__課題の指示__
下の抜粋のうち、「いつの間にか、パブリッシャー」から「ただタイムズのケースは穏当な方だった。」までを一字も変えずに書き写すこと。

__抜粋__
☆ ☆ ☆ ☆

いつの間にか、パブリッシャーは重要な商品価値を損ねる結果になりつつある:スピードだ。
フィルーさんが、1700語の記事と写真があるニューヨーク・タイムズのページを調べてみると、ページの表示にかかった時間は4分(!通信環境が悪かったのかも知れない)、データ量は2メガバイト(MB)、テキストや画像など、ページの個々のパーツの読み出す(ダウンロード)回数は192回だった。
だが、本文と写真のダウンロード時間だけならわずか5秒。残りは、それ以外の様々なスクリプトの読み込みなどでかかった時間だという。
これに対して、ほぼ同じ文章量の1900語からなるウィキペディアのページでは、表示にかかったのが0.983秒、データ量は168KB、読み出し回数はたった28回だったという。
さらに、広告表示を排除するブラウザーの拡張機能ソフト〝アドブロッカー〟を使って、簡単な実験を行っている(※ユーザーの半数以上が〝アドブロッカー〟を使っている、との調査もあるようだ)。
〝アドブロッカー〟「有り」と「無し」で、個々のパーツの読み出し(ダウンロード)回数と、ページの合計データ量を比較したのだ。
するとサイトによっては、かなり顕著な違いが出てきた。
先ほどのニューヨーク・タイムズは別の記事だが、読み出し回数が320回(通常)から272回(広告ブロック)で15%減、データ量は2MBから1.6MBへと20%減になった。
ただタイムズのケースは穏当な方だった。
英ガーディアンは、読み出し回数355回(通常)から150回(広告ブロック)で58%減、データ量は1.4MBから0.4MBで71%減。
この他にも、英フィナンシャル・タイムズは読み出し回数450回(通常)から160回(広告ブロック)で64%減、データ量も2.2MBから1MBで55%減、ハフィントンポストは読み出し回数が400回(通常)から213回(広告ブロック)で47%減、データ量が2.8MBから1.2MBで57%減。

☆ ☆ ☆ ☆

__資料__
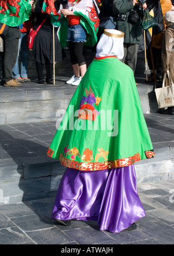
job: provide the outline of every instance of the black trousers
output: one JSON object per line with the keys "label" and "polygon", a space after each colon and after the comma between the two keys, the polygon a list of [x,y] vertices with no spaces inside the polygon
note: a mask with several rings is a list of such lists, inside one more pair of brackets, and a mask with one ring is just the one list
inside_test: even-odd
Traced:
{"label": "black trousers", "polygon": [[6,35],[3,38],[3,53],[2,55],[2,81],[8,82],[12,77],[12,70],[16,63],[19,39],[20,32],[19,28],[9,27]]}

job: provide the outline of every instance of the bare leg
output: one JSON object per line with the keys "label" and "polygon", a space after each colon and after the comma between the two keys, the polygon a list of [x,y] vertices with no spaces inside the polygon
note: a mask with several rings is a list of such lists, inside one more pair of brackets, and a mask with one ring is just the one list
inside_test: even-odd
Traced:
{"label": "bare leg", "polygon": [[74,71],[74,74],[75,74],[75,75],[77,77],[79,77],[79,67],[78,66],[78,64],[74,64],[72,66],[72,68],[73,68],[73,71]]}
{"label": "bare leg", "polygon": [[84,75],[86,71],[86,64],[79,66],[79,70],[82,77]]}

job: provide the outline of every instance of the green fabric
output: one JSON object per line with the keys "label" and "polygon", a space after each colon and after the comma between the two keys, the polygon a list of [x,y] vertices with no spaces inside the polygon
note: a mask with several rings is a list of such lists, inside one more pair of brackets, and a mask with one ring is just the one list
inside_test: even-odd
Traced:
{"label": "green fabric", "polygon": [[[12,4],[13,3],[13,5]],[[31,15],[31,5],[26,1],[1,1],[0,22],[10,27],[21,25],[24,21],[29,20]]]}
{"label": "green fabric", "polygon": [[[89,86],[95,97],[102,97],[98,106],[93,104],[100,112],[95,121],[77,118],[77,114],[74,117],[74,112],[79,109],[82,97],[86,96],[85,88],[89,91]],[[112,131],[110,126],[114,124],[114,110],[118,110],[118,119],[116,116],[114,129]],[[103,111],[107,113],[107,110],[112,114],[106,116],[105,122],[104,115],[102,114]],[[59,159],[61,153],[66,158],[73,160],[72,155],[67,154],[65,156],[64,149],[66,147],[69,150],[75,147],[78,149],[79,155],[77,155],[74,160],[81,163],[85,162],[81,158],[86,149],[92,151],[93,158],[90,163],[96,162],[95,157],[99,153],[99,149],[108,152],[106,161],[130,157],[138,153],[141,159],[146,159],[144,152],[153,149],[133,71],[117,58],[93,60],[75,91],[66,113],[59,129],[64,125],[67,129],[58,129],[50,146],[54,152],[52,156],[53,158]],[[74,117],[72,123],[74,126],[77,125],[77,128],[87,127],[88,123],[89,129],[70,130],[72,117]],[[95,125],[97,120],[99,129],[97,129]],[[113,131],[117,136],[108,136]],[[98,162],[105,160],[100,157]]]}

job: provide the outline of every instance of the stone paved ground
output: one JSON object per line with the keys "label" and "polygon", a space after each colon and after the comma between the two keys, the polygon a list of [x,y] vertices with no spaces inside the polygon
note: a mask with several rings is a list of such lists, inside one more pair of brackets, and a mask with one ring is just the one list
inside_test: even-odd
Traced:
{"label": "stone paved ground", "polygon": [[115,244],[173,244],[173,180],[138,186],[146,216],[137,229],[112,233],[93,221],[74,220],[70,226],[50,219],[55,197],[0,205],[1,244],[60,244],[102,246]]}

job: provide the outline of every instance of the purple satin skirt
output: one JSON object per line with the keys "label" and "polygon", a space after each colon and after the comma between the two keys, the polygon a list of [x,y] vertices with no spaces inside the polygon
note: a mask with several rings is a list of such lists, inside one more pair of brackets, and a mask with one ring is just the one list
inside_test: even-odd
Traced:
{"label": "purple satin skirt", "polygon": [[132,165],[96,171],[67,168],[52,218],[97,221],[99,229],[117,233],[144,216]]}

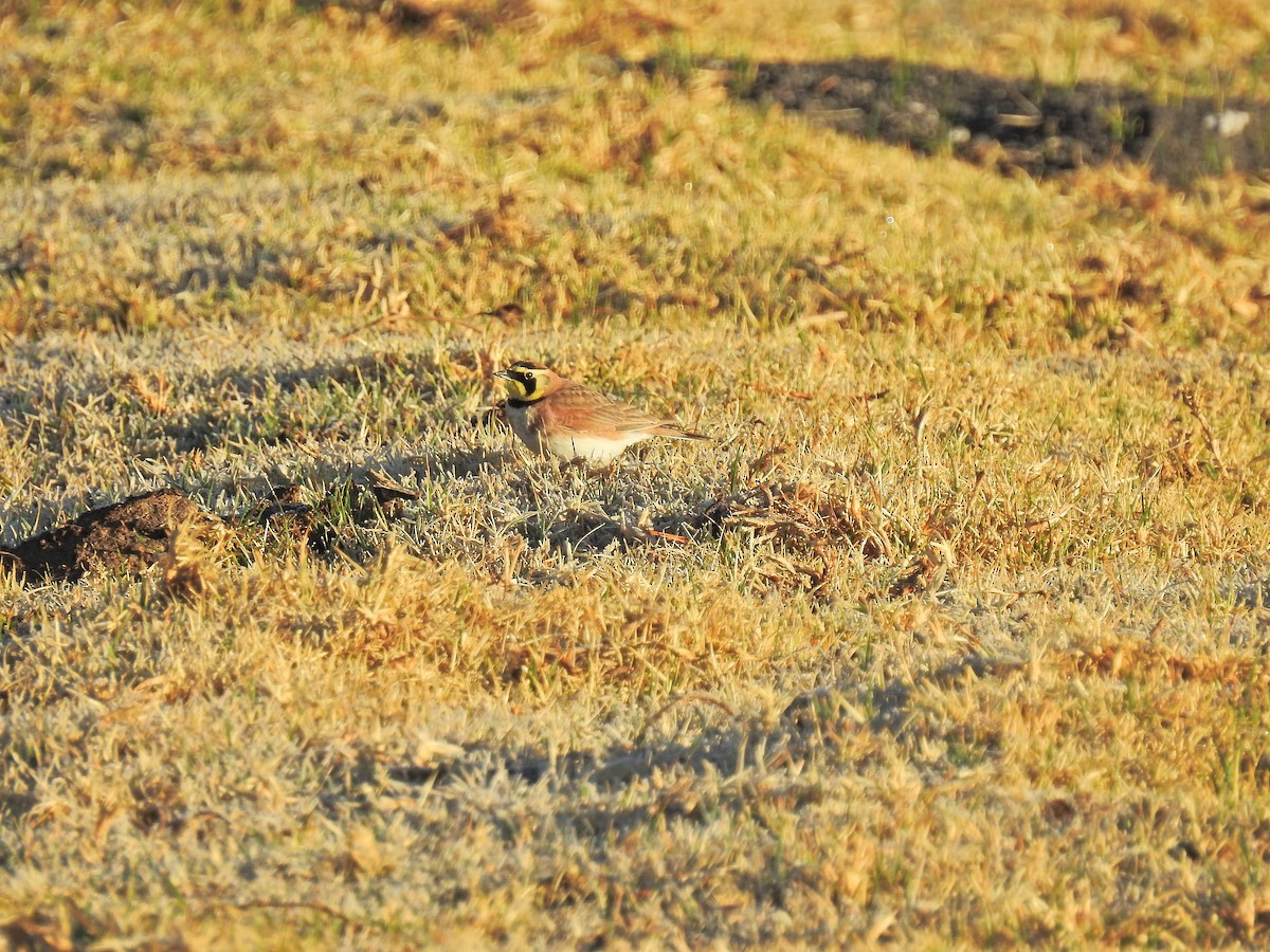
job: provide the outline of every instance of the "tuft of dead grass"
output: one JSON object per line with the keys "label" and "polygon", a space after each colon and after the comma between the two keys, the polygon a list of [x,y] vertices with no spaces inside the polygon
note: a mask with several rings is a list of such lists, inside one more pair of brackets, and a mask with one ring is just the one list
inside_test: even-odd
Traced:
{"label": "tuft of dead grass", "polygon": [[[1264,941],[1264,189],[693,67],[1259,94],[1250,1],[1020,11],[4,14],[0,548],[218,524],[0,565],[5,941]],[[527,458],[519,357],[715,442]]]}

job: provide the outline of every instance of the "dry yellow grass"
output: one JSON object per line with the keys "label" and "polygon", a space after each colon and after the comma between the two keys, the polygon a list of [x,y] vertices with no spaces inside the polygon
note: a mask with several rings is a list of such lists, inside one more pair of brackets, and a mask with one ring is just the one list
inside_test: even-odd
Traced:
{"label": "dry yellow grass", "polygon": [[[0,24],[0,546],[329,543],[0,578],[9,944],[1264,942],[1265,185],[687,60],[1264,96],[1260,5],[239,6]],[[718,442],[528,459],[519,357]]]}

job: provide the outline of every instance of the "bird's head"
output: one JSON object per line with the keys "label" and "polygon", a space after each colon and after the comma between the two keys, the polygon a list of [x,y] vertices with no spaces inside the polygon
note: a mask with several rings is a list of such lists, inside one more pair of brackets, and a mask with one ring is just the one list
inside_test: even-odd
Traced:
{"label": "bird's head", "polygon": [[560,377],[533,360],[517,360],[504,371],[494,373],[512,400],[525,400],[533,402],[541,400],[555,388]]}

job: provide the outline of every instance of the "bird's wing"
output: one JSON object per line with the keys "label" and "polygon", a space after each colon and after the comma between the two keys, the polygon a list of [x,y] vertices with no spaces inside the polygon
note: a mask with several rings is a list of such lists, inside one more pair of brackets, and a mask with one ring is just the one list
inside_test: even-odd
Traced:
{"label": "bird's wing", "polygon": [[561,429],[616,434],[674,425],[672,420],[653,416],[580,385],[564,387],[552,399],[552,423]]}

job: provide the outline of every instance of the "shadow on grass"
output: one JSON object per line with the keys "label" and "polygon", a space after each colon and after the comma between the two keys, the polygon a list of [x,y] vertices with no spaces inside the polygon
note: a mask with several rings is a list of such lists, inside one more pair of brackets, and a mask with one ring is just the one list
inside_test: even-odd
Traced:
{"label": "shadow on grass", "polygon": [[[693,66],[728,72],[738,99],[838,132],[1035,178],[1129,160],[1186,188],[1205,175],[1270,169],[1270,104],[1260,102],[1157,102],[1106,83],[1057,85],[890,58]],[[659,60],[639,67],[682,71]]]}

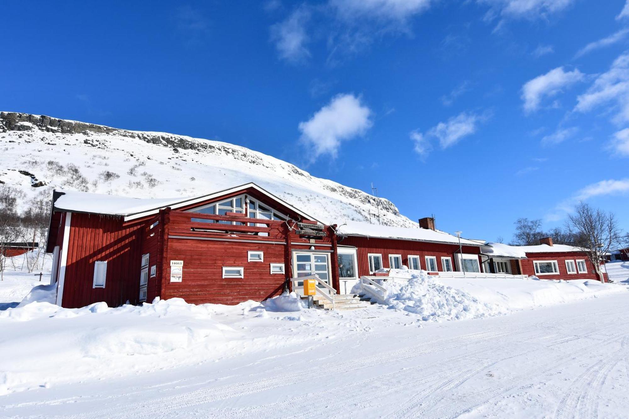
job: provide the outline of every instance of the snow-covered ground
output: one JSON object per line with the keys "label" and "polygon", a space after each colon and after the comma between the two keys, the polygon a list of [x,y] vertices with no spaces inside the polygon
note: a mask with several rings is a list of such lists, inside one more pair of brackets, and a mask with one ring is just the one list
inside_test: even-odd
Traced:
{"label": "snow-covered ground", "polygon": [[0,417],[626,417],[626,284],[406,274],[352,311],[0,311]]}

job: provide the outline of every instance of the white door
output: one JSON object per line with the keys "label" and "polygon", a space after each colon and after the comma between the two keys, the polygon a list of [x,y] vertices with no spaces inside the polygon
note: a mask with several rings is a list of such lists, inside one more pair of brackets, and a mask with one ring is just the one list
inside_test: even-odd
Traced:
{"label": "white door", "polygon": [[[330,284],[330,257],[326,253],[306,253],[296,252],[293,254],[292,266],[296,277],[308,276],[316,274],[322,281]],[[297,282],[298,289],[295,291],[301,293],[303,291],[304,283],[302,281]],[[318,287],[323,288],[323,286],[318,284]]]}

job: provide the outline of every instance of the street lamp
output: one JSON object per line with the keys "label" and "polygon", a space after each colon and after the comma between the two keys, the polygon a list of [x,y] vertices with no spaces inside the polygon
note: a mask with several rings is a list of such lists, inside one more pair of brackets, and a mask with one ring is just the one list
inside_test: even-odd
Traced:
{"label": "street lamp", "polygon": [[457,235],[457,237],[459,237],[459,253],[461,256],[461,261],[459,263],[461,265],[461,271],[463,271],[463,276],[465,276],[465,269],[463,267],[463,248],[461,247],[461,233],[463,232],[455,232],[454,233]]}

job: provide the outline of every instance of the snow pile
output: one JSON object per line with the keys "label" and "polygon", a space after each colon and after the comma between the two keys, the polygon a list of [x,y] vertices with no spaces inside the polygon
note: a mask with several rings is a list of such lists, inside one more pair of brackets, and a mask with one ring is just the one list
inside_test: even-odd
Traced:
{"label": "snow pile", "polygon": [[[468,293],[444,284],[425,271],[391,269],[391,277],[381,281],[383,293],[365,285],[369,294],[389,308],[419,315],[425,321],[459,320],[504,314],[508,310],[484,303]],[[360,284],[352,292],[360,292]]]}
{"label": "snow pile", "polygon": [[10,354],[0,357],[0,394],[225,353],[242,333],[214,320],[211,305],[173,298],[70,309],[35,301],[0,311],[0,330],[11,337],[0,341],[0,353]]}
{"label": "snow pile", "polygon": [[308,308],[308,303],[296,293],[287,291],[262,301],[262,304],[267,311],[301,311]]}
{"label": "snow pile", "polygon": [[38,285],[34,287],[18,306],[23,307],[35,301],[55,304],[57,302],[57,284]]}

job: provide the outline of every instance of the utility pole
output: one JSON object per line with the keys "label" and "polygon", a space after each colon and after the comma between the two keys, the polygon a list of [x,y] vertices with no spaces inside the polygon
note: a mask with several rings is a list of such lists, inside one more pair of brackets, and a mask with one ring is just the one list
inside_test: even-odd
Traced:
{"label": "utility pole", "polygon": [[374,182],[371,182],[371,194],[376,196],[376,208],[378,210],[378,224],[380,223],[380,199],[378,199],[378,188],[374,187]]}

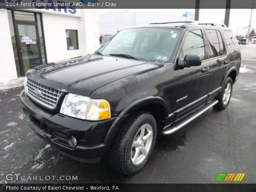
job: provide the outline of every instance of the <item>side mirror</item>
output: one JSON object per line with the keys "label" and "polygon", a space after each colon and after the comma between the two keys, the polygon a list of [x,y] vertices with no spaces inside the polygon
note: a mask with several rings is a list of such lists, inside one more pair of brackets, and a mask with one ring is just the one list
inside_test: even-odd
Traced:
{"label": "side mirror", "polygon": [[179,60],[178,65],[179,68],[183,69],[192,66],[200,66],[201,63],[202,59],[199,55],[186,54],[184,59]]}

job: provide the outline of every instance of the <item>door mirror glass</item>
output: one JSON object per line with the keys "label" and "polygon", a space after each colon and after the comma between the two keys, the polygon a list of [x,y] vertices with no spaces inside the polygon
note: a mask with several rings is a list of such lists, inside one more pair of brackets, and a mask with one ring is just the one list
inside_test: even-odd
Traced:
{"label": "door mirror glass", "polygon": [[179,68],[183,69],[185,67],[199,66],[201,65],[201,63],[202,59],[199,55],[187,54],[184,57],[184,59],[179,60]]}

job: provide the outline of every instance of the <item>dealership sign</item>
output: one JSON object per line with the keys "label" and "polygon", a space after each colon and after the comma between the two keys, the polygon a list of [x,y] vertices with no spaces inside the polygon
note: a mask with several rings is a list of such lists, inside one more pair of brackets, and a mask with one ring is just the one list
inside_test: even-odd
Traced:
{"label": "dealership sign", "polygon": [[80,0],[0,0],[0,7],[30,9],[36,12],[80,17],[79,9],[82,7],[83,3]]}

☆ ☆ ☆ ☆

__解答__
いつの間にか、パブリッシャーは重要な商品価値を損ねる結果になりつつある:スピードだ。
フィルーさんが、1700語の記事と写真があるニューヨーク・タイムズのページを調べてみると、ページの表示にかかった時間は4分(!通信環境が悪かったのかも知れない)、データ量は2メガバイト(MB)、テキストや画像など、ページの個々のパーツの読み出す(ダウンロード)回数は192回だった。
だが、本文と写真のダウンロード時間だけならわずか5秒。残りは、それ以外の様々なスクリプトの読み込みなどでかかった時間だという。
これに対して、ほぼ同じ文章量の1900語からなるウィキペディアのページでは、表示にかかったのが0.983秒、データ量は168KB、読み出し回数はたった28回だったという。
さらに、広告表示を排除するブラウザーの拡張機能ソフト〝アドブロッカー〟を使って、簡単な実験を行っている(※ユーザーの半数以上が〝アドブロッカー〟を使っている、との調査もあるようだ)。
〝アドブロッカー〟「有り」と「無し」で、個々のパーツの読み出し(ダウンロード)回数と、ページの合計データ量を比較したのだ。
するとサイトによっては、かなり顕著な違いが出てきた。
先ほどのニューヨーク・タイムズは別の記事だが、読み出し回数が320回(通常)から272回(広告ブロック)で15%減、データ量は2MBから1.6MBへと20%減になった。
ただタイムズのケースは穏当な方だった。